**** SUPPLIED TEXT

Pharmaceutical scientist Dr Mehra Haghi hopes to develop a platform that will allow a range of drugs to be delivered by inhalation. They include antibiotics used to treat tuberculosis and anti-inflammatory drugs for asthma and chronic obstructive pulmonary disease (COPD).

Many respiratory treatments are injected or taken as pills because we have not been able to formulate them as suitable inhalable products, says Dr Haghi, a lecturer in the Graduate School of Health at the University of Technology Sydney (UTS).

“Formulating treatment for inhalation is more challenging because the formulated micro-particles need to be the right size to travel all the way down to the lung without causing sensitivity,” she says.

Dr Haghi has just embarked on a prestigious Humboldt Research Fellowship in Germany where she will spend four months exploring a unique testing model.

Typically, new drugs are tested on commercially produced cell lines but Dr Haghi has arranged to isolate cells from respiratory patients. “It’s unique because we can test on cells that have the pathological characteristics of the patient,” she says.

“No research has been done previously that studies at cellular level what happens to respiratory formulations after inhalation by the patient.”

Dr Haghi isolates several types of lung cells from patients, culturing them separately, then combining them, in the same order and ratio they grow in the lung, to create a 3D model. “It’s the closest thing we can get in the laboratory to replicating the condition we are treating,” she says.

Her work could potentially lead to new and more effective treatment for chronic obstructive pulmonary disease (COPD) and asthma.

“The main treatment for asthma is inhaled steroids, and that hasn’t really changed for the past 50 years or so,” says Associate Professor Greg King, a respiratory physician at Royal North Shore Hospital and clinician researcher at the Woolcock Institute of Medical Research.

********

EXERCISE A:
From the article on Dr Haghi's inhalation research, copy the section between "Pharmaceutical scientist Dr" and "Technology Sydney (UTS).", inclusive.
EXERCISE B:
Answer these questions about the article on Dr Haghi's inhalation research.
(i) How long will Dr Haghi spend in Germany on her Humboldt Research Fellowship?
(ii) At which hospital is Associate Professor Greg King a respiratory physician?
(iii) According to Associate Professor King, what is the main treatment for asthma?
EXERCISE C:
Write the next part of the article on Dr Haghi's inhalation research, picking up after its final sentence.

**** EXTRACTED ENTRIES

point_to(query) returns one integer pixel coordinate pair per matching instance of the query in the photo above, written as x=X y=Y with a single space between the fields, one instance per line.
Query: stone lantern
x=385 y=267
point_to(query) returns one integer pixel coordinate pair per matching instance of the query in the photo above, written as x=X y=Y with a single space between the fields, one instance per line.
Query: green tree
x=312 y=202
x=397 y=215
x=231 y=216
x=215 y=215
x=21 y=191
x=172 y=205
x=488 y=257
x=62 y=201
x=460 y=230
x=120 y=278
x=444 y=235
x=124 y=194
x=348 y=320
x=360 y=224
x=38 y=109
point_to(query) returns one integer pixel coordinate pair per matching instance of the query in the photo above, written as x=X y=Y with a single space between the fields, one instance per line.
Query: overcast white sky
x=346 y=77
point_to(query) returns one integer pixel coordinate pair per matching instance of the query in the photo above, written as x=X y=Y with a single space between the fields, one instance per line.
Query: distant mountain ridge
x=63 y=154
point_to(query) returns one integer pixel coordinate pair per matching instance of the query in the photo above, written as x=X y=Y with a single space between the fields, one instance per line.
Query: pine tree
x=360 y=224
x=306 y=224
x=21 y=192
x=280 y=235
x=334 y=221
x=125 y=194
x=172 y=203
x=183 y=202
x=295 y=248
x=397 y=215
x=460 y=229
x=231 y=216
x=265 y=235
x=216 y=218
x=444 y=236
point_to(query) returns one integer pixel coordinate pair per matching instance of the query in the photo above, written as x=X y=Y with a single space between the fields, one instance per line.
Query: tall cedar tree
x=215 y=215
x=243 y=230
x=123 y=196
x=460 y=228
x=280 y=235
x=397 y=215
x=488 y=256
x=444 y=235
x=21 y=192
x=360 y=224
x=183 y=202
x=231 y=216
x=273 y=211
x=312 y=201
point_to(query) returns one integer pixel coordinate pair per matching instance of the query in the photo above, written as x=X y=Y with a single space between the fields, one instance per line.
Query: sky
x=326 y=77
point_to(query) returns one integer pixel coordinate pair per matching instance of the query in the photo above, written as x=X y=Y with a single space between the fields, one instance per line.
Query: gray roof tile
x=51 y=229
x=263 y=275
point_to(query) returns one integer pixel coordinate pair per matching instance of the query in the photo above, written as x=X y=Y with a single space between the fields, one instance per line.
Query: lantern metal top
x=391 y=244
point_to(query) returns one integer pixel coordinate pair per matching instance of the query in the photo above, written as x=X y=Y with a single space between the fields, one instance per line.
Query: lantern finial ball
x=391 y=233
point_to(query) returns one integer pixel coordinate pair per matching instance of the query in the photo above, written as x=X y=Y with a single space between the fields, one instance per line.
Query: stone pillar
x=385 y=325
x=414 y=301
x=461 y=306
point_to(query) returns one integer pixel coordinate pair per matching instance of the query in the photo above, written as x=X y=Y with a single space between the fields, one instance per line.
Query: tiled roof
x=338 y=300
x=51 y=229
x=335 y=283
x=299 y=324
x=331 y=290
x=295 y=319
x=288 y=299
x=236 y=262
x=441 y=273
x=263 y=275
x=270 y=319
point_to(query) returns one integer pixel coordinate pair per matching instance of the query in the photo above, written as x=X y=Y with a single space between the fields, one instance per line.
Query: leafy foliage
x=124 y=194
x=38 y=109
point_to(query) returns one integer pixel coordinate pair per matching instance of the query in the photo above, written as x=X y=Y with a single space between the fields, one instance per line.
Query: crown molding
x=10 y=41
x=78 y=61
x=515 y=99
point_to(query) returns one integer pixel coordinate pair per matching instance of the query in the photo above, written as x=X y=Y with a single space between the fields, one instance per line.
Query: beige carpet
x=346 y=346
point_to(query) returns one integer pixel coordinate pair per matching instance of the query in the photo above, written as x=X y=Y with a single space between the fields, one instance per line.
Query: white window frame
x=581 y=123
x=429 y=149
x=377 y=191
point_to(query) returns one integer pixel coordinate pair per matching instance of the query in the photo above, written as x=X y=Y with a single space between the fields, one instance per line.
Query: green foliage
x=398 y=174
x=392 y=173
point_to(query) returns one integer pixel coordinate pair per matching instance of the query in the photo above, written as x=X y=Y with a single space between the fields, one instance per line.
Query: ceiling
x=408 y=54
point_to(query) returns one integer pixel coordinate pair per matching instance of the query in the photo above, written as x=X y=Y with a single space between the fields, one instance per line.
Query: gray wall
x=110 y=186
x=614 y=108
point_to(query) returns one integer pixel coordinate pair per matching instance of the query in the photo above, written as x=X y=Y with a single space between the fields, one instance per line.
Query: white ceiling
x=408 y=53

********

EXPECTED OUTPUT A:
Pharmaceutical scientist Dr Mehra Haghi hopes to develop a platform that will allow a range of drugs to be delivered by inhalation. They include antibiotics used to treat tuberculosis and anti-inflammatory drugs for asthma and chronic obstructive pulmonary disease (COPD).

Many respiratory treatments are injected or taken as pills because we have not been able to formulate them as suitable inhalable products, says Dr Haghi, a lecturer in the Graduate School of Health at the University of Technology Sydney (UTS).

EXPECTED OUTPUT B:
(i) Four months.
(ii) Royal North Shore Hospital.
(iii) Inhaled steroids.

EXPECTED OUTPUT C:
In collaboration with the Woolcock Institute, Dr Haghi has developed an inhalable version of the asthma drug theophylline which is now taken orally but it can have problematic side effects.

Dr King says that while modern asthma treatments are safe and effective for most patients, it is remarkably common for them to be ineffective in people with severe asthma.

He estimates that 15 to 20 per cent of asthmatics experience steroid insensitivity, making treatment difficult. “In respiratory disease treatment, the preference is always to give an inhaler because that bypasses all the systemic side effects,” he says.

“But there are a lot of challenges to get a preparation you can successfully put it into a puffer.  You have to be able to prove it’s safe to inhale, as concentrating a formula straight onto lung tissue could irritate or damage the tissue.”

In another project, Dr Haghi has developed a stable, high-performance aerosol version of the drug tranexamic acid, which is used to reduce bleeding in surgery and after birth, and as an oral treatment for heavy menstrual bleeding.

“Coughing blood is a significant symptom that needs to be investigated but once you find a cause, the management is relatively limited,” says Dr King. “An inhalable form of tranexamic acid to stop bleeding in the lung would make a real difference to patients.”